-- Extract provided --
==================================================

Wednesday, September 30, 2015

Certiorari Denied: Remembering the Roberts Court's Shameful Abandonment of Torture Victims

This piece by Dorothy Samuels, a "senior fellow at the Brennan Center for Justice at New York University school of Law," certainly resonates with me!  In it she enumerates three cases of US conducted torture of detainees, one a US citizen, where the US Supreme Court refused to review the cases.  Check out her concluding two paragraphs:

"The Bush White House disgraced itself by authorizing torture and failing to comply with constitutional limits and Congress disgraced itself by allowing it. But, as Jameel Jaffer of the ACLU says, "the signal failure at this point is the failure of courts to enforce those limits."

"In swatting away the appeals of torture victims with serial denials of review, the Roberts Court abdicated it crucial oversight role envisioned by the Constitution, further harmed America's reputation around the world and shut off one of the last remaining avenues for accountability."

The sad fact is that the Bush administration, operating directly from the office of the president and vice president, authorized torture in violation of international law and federal criminal statutes. The US Supreme Court did nothing about it, even when presented with an opportunity to grant torture victims the right to seek redress against the government. This is the essence of impunity.

The Bush Administration's torture policies are one of the principal reasons I became a Democrat. The defining moment for me came when I was representing a Tamil from Sri Lanka who had fled persecution and torture in his own country.  

This was during the period when Rumsfeld was advocating "enhanced interrogation techniques" that were "torture" by any common sense and legal definition of the term.

It quite a shock for me when I realized, while preparing an immigration court submission, that the Sri Lankan Government conduct I was claiming made my client a torture victim was less painful and injurious than what the United States Government was doing to its detainees.

For me there was no going back after that.

Monday, September 28, 2015

"We're rounding 'em up in a very humane way, in a very nice way."

That was Donald Trump holding forth on 60 Minutes last night how his administration will deport 11 to 12,000,000 "illegal immigrants."

Also, to show that he'll be a president with style, and class, we learned that the wall he intends to build along the entire length of the US Southern border with Mexico will be "a real wall. It'll be a wall that works. It'll actually be a wall that will look good, believe it or not. 'Cause what they have now is a joke. They're--they're ugly, little and don't work."  Also, "it's not going to be very expensive."

==================================================

-- Requirement 1 --
Which lines of the records below contain the word "person"? Copy each such line in full, treating uppercase and lowercase as distinct.

==================================================

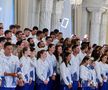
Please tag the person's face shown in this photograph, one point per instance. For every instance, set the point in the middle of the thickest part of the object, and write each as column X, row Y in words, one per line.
column 31, row 41
column 9, row 35
column 1, row 31
column 22, row 45
column 86, row 50
column 33, row 53
column 60, row 50
column 88, row 62
column 26, row 44
column 20, row 35
column 77, row 50
column 52, row 49
column 44, row 55
column 28, row 52
column 27, row 33
column 14, row 30
column 8, row 50
column 49, row 41
column 69, row 57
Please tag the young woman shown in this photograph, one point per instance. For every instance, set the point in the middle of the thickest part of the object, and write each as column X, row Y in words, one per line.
column 33, row 67
column 51, row 59
column 85, row 74
column 26, row 68
column 102, row 72
column 65, row 74
column 59, row 55
column 42, row 71
column 93, row 74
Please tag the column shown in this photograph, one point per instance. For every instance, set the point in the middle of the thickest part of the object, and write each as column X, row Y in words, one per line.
column 34, row 11
column 7, row 13
column 23, row 9
column 84, row 22
column 56, row 14
column 95, row 24
column 103, row 30
column 45, row 13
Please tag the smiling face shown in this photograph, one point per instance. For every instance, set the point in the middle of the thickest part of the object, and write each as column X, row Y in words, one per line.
column 8, row 50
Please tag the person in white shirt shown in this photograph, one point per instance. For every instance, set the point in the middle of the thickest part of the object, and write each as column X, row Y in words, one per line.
column 13, row 29
column 51, row 59
column 33, row 69
column 85, row 74
column 42, row 71
column 65, row 74
column 10, row 68
column 59, row 57
column 2, row 42
column 26, row 63
column 102, row 72
column 93, row 74
column 75, row 63
column 82, row 53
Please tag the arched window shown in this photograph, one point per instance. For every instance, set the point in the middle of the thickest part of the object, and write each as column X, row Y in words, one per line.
column 7, row 13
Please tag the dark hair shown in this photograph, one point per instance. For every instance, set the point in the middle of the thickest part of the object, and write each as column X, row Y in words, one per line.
column 27, row 29
column 102, row 57
column 56, row 31
column 84, row 47
column 96, row 53
column 56, row 52
column 48, row 37
column 39, row 43
column 50, row 45
column 18, row 32
column 17, row 26
column 52, row 33
column 7, row 44
column 2, row 39
column 29, row 39
column 7, row 31
column 65, row 58
column 45, row 30
column 35, row 28
column 39, row 33
column 39, row 53
column 32, row 49
column 86, row 58
column 24, row 50
column 12, row 27
column 19, row 43
column 74, row 46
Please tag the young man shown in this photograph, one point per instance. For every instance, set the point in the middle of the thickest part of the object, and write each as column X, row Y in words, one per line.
column 10, row 68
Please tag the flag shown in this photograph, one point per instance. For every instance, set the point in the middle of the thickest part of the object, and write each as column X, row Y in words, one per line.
column 66, row 23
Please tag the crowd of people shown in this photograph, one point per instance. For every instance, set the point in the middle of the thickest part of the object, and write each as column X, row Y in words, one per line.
column 33, row 59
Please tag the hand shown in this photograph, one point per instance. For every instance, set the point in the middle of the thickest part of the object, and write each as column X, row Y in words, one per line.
column 53, row 77
column 101, row 83
column 20, row 82
column 0, row 83
column 70, row 86
column 46, row 82
column 30, row 81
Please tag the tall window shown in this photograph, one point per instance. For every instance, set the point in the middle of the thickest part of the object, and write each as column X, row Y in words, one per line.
column 7, row 12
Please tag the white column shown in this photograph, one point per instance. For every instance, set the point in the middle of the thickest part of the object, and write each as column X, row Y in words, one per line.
column 84, row 22
column 23, row 9
column 56, row 15
column 103, row 31
column 45, row 13
column 7, row 13
column 95, row 25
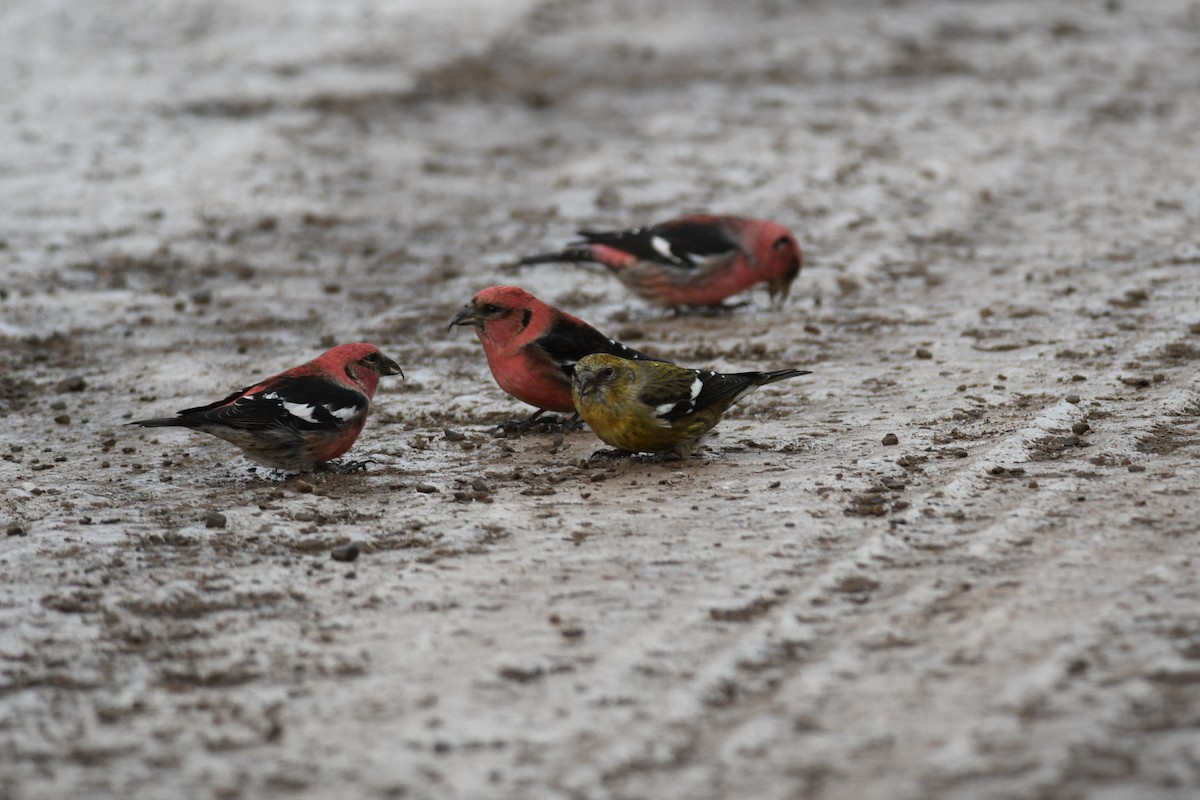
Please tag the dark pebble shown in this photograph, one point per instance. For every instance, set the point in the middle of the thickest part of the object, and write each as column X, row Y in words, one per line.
column 73, row 384
column 345, row 553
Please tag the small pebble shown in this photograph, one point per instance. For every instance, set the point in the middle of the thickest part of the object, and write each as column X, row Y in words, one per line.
column 73, row 384
column 345, row 553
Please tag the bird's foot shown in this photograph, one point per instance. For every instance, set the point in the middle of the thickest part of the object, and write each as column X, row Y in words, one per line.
column 718, row 310
column 345, row 467
column 540, row 423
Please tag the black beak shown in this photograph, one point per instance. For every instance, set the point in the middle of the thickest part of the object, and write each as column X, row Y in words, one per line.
column 389, row 367
column 465, row 317
column 585, row 380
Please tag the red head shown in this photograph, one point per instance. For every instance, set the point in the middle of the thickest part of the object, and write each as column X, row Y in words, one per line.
column 778, row 256
column 361, row 365
column 504, row 317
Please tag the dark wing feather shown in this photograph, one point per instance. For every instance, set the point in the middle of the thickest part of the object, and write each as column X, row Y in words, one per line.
column 304, row 403
column 567, row 342
column 681, row 396
column 685, row 241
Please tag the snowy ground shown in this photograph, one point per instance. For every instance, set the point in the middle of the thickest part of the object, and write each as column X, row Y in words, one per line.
column 999, row 203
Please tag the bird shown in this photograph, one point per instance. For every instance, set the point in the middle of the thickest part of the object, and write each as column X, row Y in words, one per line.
column 696, row 260
column 532, row 347
column 300, row 419
column 652, row 407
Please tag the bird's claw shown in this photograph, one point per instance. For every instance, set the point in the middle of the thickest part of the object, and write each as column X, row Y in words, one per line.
column 551, row 423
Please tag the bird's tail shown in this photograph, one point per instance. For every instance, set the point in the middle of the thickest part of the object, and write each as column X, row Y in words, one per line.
column 165, row 422
column 571, row 254
column 781, row 374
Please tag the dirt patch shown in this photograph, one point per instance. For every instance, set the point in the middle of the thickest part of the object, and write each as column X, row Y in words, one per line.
column 999, row 306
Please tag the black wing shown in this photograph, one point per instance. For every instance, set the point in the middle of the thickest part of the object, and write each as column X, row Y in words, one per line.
column 567, row 343
column 679, row 242
column 304, row 403
column 689, row 391
column 685, row 394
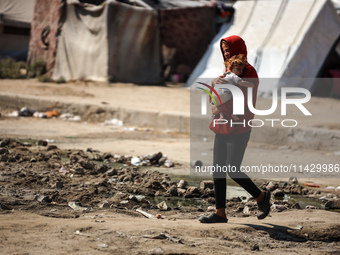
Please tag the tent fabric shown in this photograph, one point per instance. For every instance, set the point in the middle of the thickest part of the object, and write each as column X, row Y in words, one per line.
column 186, row 31
column 285, row 39
column 15, row 22
column 17, row 13
column 111, row 40
column 45, row 15
column 82, row 46
column 133, row 44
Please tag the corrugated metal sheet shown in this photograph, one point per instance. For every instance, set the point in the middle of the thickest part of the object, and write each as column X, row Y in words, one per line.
column 45, row 15
column 82, row 50
column 134, row 44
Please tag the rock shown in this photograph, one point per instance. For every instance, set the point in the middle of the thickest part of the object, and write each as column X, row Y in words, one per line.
column 168, row 163
column 3, row 158
column 41, row 198
column 3, row 151
column 292, row 180
column 4, row 207
column 162, row 206
column 279, row 208
column 254, row 247
column 272, row 186
column 172, row 191
column 333, row 204
column 182, row 184
column 278, row 193
column 193, row 190
column 155, row 158
column 206, row 184
column 246, row 210
column 5, row 142
column 181, row 192
column 296, row 206
column 208, row 193
column 59, row 185
column 51, row 147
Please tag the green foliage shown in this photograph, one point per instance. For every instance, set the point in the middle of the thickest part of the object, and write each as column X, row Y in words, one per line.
column 36, row 68
column 61, row 80
column 11, row 69
column 44, row 78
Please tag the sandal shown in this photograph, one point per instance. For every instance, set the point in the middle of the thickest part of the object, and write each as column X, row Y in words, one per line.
column 264, row 207
column 213, row 218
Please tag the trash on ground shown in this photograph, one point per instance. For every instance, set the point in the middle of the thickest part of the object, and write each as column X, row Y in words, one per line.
column 311, row 184
column 114, row 122
column 147, row 215
column 162, row 206
column 74, row 206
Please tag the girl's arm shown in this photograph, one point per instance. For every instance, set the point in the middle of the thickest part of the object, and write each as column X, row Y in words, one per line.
column 245, row 84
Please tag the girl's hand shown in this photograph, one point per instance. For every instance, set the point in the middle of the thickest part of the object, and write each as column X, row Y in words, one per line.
column 218, row 80
column 216, row 109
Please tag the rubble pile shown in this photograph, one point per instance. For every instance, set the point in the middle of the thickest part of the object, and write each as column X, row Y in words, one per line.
column 36, row 172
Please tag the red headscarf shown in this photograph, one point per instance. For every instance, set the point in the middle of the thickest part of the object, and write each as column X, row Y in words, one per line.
column 237, row 46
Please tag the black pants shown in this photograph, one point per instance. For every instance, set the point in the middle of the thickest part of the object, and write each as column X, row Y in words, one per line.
column 229, row 152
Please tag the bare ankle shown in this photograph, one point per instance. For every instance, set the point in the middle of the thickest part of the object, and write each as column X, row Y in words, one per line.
column 220, row 212
column 261, row 197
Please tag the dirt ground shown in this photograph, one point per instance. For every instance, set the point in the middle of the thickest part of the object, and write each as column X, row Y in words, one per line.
column 36, row 217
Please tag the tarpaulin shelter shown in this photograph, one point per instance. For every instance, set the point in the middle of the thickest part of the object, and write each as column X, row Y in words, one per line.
column 101, row 40
column 284, row 38
column 15, row 23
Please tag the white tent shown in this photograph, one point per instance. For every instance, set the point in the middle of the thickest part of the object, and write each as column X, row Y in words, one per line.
column 284, row 38
column 15, row 22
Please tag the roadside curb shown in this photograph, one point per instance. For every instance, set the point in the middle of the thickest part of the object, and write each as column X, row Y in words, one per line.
column 312, row 138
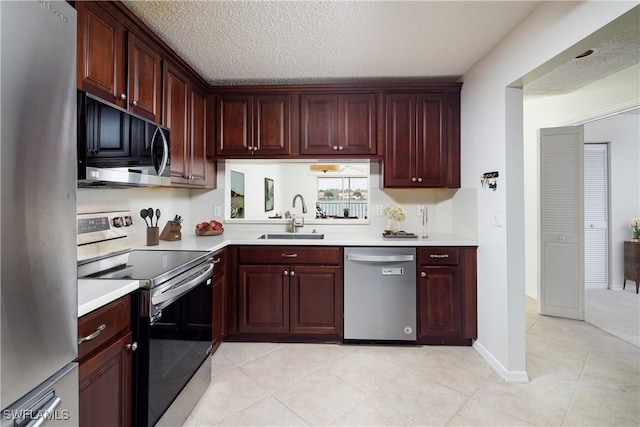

==================================================

-- Requirement 2 --
In the blog post above, whom does the quoted passage cite as saying that "the signal failure at this point is the failure of courts to enforce those limits"?

-- Answer 1 --
Please tag the person's face shown in this photograph, one point per instance. For every instance, set the point in the middle of the thickest part of the object, and write each as column X, row Y in words, one per line.
Please tag the person in white shirt shown in this photograph, one point per instance. For every instance, set the point in the middle of the thickest part of the object, and write each as column X, row Y in words, one per line.

-- Answer 2 --
Jameel Jaffer of the ACLU.